◆ **INSTRUCTION 1**:
From the dataset items, copy out word for word the stretch that begins with the line containing "If the name" and ends with the line containing "[357,62,380,81]", keeping both of those lines.
◆ **INSTRUCTION 2**:
Continue the forum post about evolution and creationism from the point where it stops.

◆ **DOCUMENT TEXT**:
▶

You were clearly ignorant of this fact. Many, many creationists are, and so they often make this argument (and are often corrected just as I corrected you.)
Now there's nothing wrong or shameful with being ignorant of the scientific meaning of "theory". Most non-scientists are. Everyone is ignorant of a lot of things -- I'm completely ignorant when it comes to auto transmissions, or your particular sub-sect of Judaism, for example. But what is wrong is starting from a basis of ignorance in a topic and inventing/repeating random claims about that topic.
I think that about covers it. A few random notes:
I'm not sure why you seem to have a weird issue with generalizations. We're talking about broad categories of people here;
of course we're going to be generalizing -- the question is whether they're accurate generalizations or not. You don't seem to like mine, probably because you feel they reflect poorly on your views (or you didn't really read my post and
think I'm attacking your views, when I'm not). If you think they're wrong, you're free to offer evidence to that effect. So far all I've seen is indignation.
Note that scientists
do agree on an
immense amount of what's known about the history of life on Earth, evolution, etc. After all, it's not like you go to Cambridge and learn one set of facts, then another at Harvard, another at IIT, and so on! That's one of the differences between science and (say) religion. The basics are well-established and agreed-on by
almost everyone. (There are a handful of crackpots everywhere, I'd guess -- definitely in physics.) Of course there are lots of things different researchers disagree on -- those are things on the frontiers of research, that are
not certain! You'll find lots of topics in evolution like that. (For example, did modern humans emerge from Africa ~80,000 years ago, or did they evolve globally from the hominids present worldwide from almost ~1,000,000 years ago?) But you won't find disagreement on things like "did humans evolve" or "is matter made out of atoms" -- those were settled long ago.
If one talks about scientists one might consider Einstein as a sort of watermark. Einstein was a theist.

◀

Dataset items

▶

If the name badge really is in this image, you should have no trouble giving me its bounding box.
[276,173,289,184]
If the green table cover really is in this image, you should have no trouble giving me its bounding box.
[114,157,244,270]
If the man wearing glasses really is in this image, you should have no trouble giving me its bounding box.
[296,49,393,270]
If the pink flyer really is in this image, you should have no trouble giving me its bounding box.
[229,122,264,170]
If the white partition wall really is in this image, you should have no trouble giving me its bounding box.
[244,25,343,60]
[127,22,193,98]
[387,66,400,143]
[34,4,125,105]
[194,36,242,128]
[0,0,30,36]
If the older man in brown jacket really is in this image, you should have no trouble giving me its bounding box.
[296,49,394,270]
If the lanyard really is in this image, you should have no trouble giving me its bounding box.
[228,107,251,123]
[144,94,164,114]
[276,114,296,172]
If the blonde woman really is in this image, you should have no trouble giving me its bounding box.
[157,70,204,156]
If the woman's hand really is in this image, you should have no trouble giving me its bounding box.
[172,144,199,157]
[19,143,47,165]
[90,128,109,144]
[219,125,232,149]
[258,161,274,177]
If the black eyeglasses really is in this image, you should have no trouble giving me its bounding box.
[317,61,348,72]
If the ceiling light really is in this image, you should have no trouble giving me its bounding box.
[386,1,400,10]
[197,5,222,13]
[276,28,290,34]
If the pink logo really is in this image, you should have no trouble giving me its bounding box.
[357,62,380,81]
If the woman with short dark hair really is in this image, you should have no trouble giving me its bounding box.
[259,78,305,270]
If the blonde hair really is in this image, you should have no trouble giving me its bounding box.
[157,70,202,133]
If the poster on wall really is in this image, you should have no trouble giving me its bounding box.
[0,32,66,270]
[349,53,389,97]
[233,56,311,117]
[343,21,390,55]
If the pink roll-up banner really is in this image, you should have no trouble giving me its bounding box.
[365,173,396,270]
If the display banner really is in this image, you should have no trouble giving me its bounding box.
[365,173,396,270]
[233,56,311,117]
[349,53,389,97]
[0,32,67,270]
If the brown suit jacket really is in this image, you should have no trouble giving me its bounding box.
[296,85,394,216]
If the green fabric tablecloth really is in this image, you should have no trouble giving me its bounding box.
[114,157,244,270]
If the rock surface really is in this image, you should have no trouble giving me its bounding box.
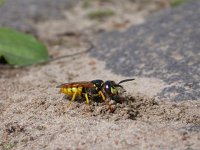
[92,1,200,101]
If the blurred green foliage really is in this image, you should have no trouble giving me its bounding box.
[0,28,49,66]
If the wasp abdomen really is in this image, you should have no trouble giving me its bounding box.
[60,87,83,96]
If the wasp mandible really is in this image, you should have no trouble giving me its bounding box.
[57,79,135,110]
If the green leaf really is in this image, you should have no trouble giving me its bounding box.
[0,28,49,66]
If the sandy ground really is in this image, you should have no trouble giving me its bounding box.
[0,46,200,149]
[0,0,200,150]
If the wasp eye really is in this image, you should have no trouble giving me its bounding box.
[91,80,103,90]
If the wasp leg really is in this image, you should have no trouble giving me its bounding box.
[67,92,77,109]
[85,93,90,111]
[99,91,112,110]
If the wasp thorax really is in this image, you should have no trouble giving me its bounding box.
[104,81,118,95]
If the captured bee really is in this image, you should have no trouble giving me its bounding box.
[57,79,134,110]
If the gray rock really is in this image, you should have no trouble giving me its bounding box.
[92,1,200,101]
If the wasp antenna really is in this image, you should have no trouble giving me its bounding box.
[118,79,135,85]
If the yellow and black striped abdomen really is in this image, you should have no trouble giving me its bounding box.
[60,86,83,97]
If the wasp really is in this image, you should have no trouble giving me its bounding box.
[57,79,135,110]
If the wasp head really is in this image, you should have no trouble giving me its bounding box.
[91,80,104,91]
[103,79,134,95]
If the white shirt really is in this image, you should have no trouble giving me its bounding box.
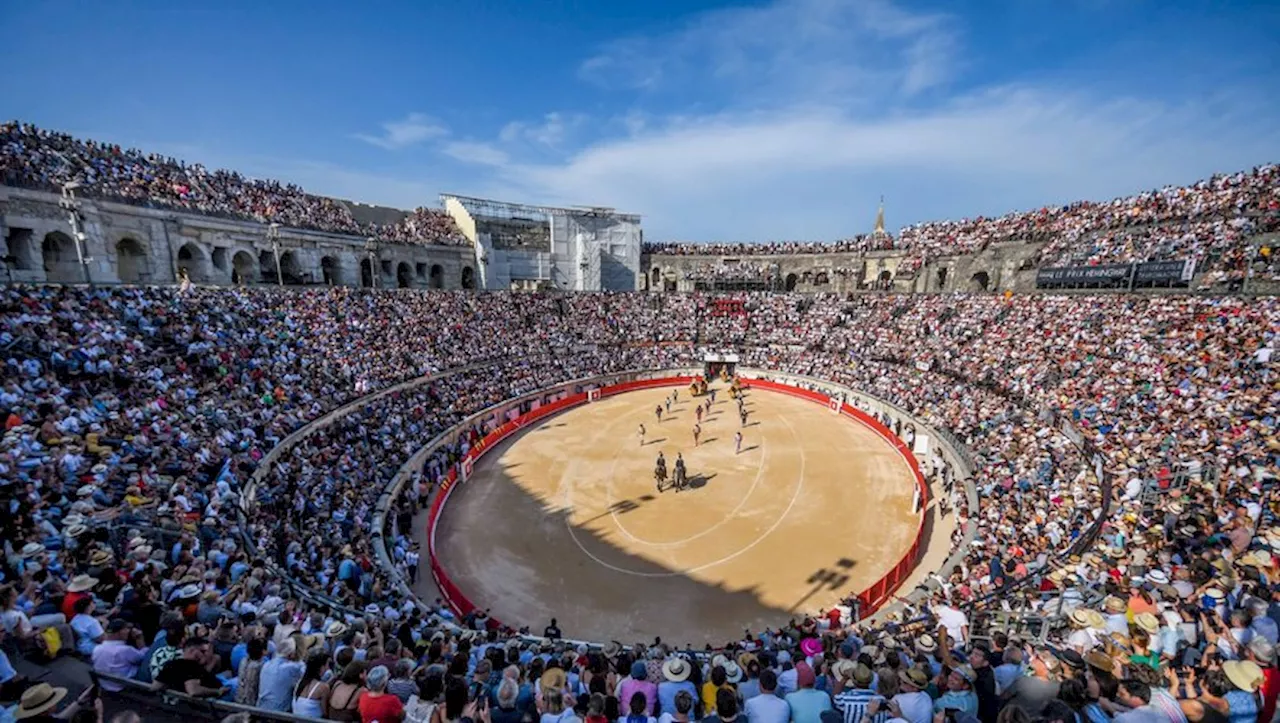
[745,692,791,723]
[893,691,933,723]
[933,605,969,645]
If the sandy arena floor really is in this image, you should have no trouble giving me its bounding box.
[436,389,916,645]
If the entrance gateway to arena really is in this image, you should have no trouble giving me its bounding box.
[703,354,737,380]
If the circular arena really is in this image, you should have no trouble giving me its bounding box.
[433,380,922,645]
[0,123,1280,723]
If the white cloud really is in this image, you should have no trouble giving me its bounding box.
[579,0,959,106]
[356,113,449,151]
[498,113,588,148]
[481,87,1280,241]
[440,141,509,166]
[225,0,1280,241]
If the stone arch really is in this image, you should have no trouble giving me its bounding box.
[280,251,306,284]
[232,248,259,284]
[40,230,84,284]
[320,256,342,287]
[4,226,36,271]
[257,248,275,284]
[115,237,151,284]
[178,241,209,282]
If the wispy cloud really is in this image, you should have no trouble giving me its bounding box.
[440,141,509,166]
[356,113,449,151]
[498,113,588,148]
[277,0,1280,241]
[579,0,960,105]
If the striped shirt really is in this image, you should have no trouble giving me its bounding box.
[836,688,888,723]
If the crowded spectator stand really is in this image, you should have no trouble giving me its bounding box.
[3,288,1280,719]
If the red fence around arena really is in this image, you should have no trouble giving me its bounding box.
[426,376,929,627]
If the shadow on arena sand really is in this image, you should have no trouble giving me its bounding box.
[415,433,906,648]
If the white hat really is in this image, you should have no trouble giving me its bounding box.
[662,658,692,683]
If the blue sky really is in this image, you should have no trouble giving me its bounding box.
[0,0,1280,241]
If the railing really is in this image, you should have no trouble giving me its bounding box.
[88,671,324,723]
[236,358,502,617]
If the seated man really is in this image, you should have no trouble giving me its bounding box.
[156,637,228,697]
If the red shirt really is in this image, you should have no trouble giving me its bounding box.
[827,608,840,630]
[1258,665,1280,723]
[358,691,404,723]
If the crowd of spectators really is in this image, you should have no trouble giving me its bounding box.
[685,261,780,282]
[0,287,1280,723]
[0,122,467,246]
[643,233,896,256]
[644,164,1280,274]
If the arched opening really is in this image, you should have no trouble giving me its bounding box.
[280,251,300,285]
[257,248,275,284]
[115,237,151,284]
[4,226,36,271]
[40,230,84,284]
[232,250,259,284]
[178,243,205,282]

◀
▶

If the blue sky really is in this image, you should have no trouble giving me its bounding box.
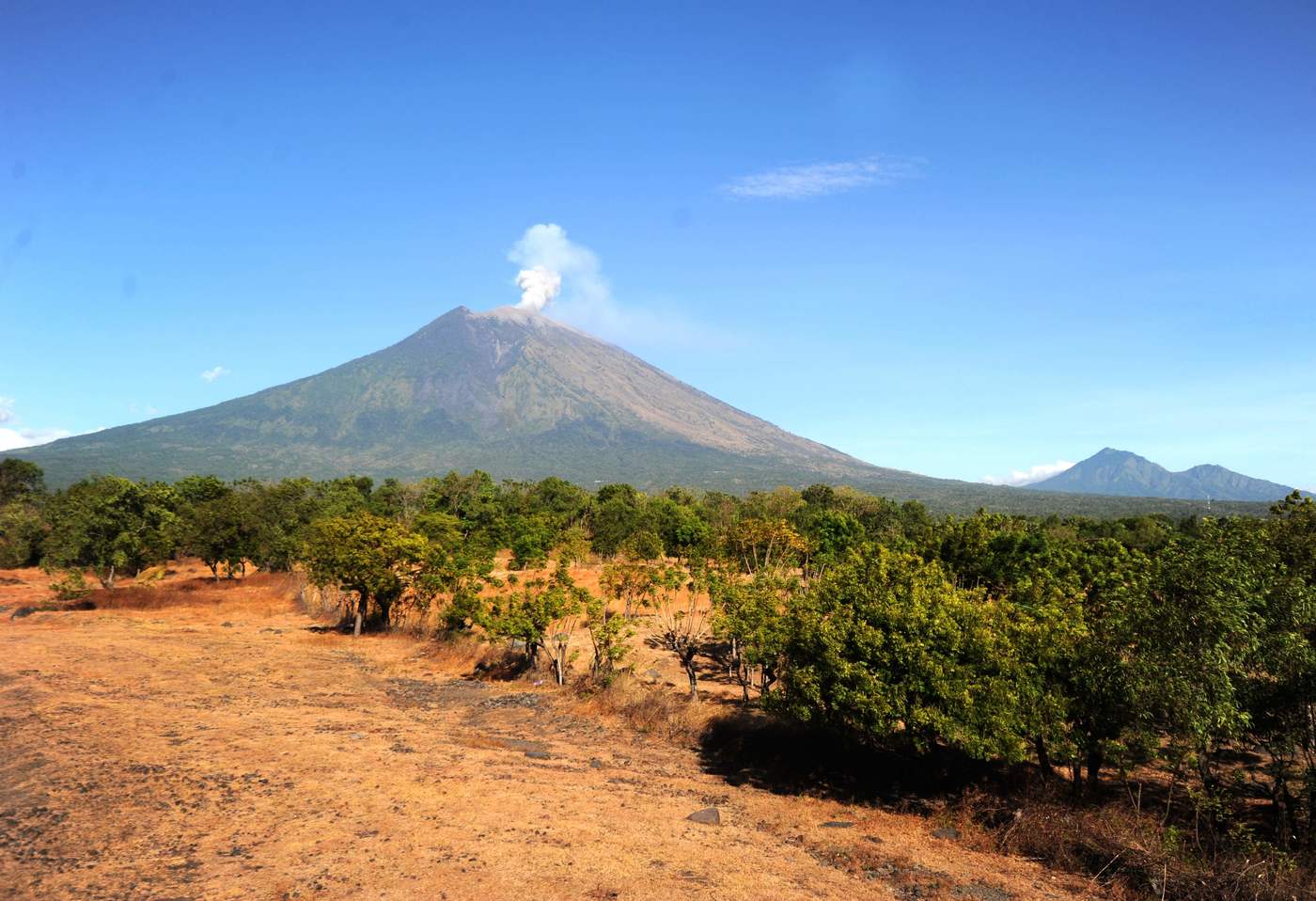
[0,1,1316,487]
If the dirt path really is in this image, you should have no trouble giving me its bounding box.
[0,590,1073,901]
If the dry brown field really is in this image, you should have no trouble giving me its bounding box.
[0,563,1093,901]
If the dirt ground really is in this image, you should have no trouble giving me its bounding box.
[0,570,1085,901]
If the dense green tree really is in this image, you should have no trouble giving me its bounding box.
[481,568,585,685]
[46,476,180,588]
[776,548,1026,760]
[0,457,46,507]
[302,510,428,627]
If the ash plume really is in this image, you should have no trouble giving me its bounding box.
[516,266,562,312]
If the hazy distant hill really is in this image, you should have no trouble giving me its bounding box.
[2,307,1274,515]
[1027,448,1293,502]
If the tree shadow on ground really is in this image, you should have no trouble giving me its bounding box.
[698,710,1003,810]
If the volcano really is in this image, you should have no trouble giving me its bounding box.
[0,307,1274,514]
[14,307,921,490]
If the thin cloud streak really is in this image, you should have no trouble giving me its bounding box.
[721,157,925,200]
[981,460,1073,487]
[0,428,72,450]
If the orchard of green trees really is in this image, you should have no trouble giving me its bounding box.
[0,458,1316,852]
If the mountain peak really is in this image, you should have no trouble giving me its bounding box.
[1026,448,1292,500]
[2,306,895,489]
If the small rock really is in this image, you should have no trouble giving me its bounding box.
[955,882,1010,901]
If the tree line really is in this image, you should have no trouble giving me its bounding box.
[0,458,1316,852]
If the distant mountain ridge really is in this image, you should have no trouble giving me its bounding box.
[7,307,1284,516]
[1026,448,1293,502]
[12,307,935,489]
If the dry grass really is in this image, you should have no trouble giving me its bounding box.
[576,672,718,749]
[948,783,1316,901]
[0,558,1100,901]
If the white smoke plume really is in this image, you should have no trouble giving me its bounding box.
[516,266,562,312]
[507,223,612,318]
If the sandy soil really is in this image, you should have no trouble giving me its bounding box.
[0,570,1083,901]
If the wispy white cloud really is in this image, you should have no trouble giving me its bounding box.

◀

◆ **ANSWER 1**:
If the name badge really is in this image, you should have no trouble giving me its bounding box.
[276,173,289,184]
If the green table cover really is in this image, you should have no trouble giving me its bounding box.
[114,157,244,270]
If the man wearing glasses really is in this image, you should have no trouble giving me its bounding box.
[296,49,393,270]
If the pink flyer really is in this image, you should have no trouble giving me its bounding box.
[229,122,264,170]
If the white partition wall really is in this image, you should have no trouble giving me its bounding box.
[244,25,343,60]
[127,22,193,98]
[387,66,400,143]
[34,4,125,105]
[194,36,242,128]
[0,0,30,36]
If the older man in brown jacket really is in this image, you should have no trouble giving me its bounding box.
[296,49,394,270]
If the lanyard really is in this image, you should have no trouble giving me its bounding box.
[228,107,251,123]
[144,94,164,114]
[276,114,296,172]
If the blonde woman really is in this image, you should have no trouble giving me its bounding box.
[157,70,204,156]
If the woman's hand really is in this image, you should have no trouble giving me its bounding box.
[172,144,199,157]
[19,143,47,165]
[90,128,109,144]
[219,125,232,149]
[258,161,274,177]
If the black eyeglasses really is in this image, you should have no trouble giving me its bounding box.
[317,61,348,72]
If the ceiling light really is in this image, you should have no trouble giving me its bounding box.
[386,1,400,10]
[197,5,222,13]
[276,28,290,34]
If the pink logo really is in this image, you should have no trouble giving me its bounding box.
[357,62,380,81]

◆ **ANSWER 2**:
This is wrong. You can easily verify it by looking at the Wikipedia entry for Einstein or any other decent source. Einstein often threw around the term God, but he always was clear in that he meant a "feeling of transcendence" or "the mystery of the universe" or somesuch. He most emphatically did not believe in a personal god, such as the deities in Christianity, Islam, Judaism, etc. Please, go look up it.
"Look at all the Creationists on BL and THEY are the ones who believe they know enough to challenge Evolutionists!": Yes, because a Harm Reduction site attracts so many Creationism experts.
Oh, this pattern isn't unique to BL; you see it pretty much everywhere creationists pop up. BL is just convenient. I've talked with / debated creationists all over the place, online & off, in various venues, and BL's archives are not atypical. You could just as easily look at standard creationist videos or tracts.
"Most Creationists are intelligent, just not reasobale ot knowledgeable...": No "arrogance" there...

Oh, that's not arrogance. Arrogance would be if I said
I was exceptionally reasonable & knowledgeable -- or at a minimum, if I said that all people who accepted evolution were all exceptionally reasonable & knowledgeable. (They're not, BTW.) This is just a negative judgment of another group.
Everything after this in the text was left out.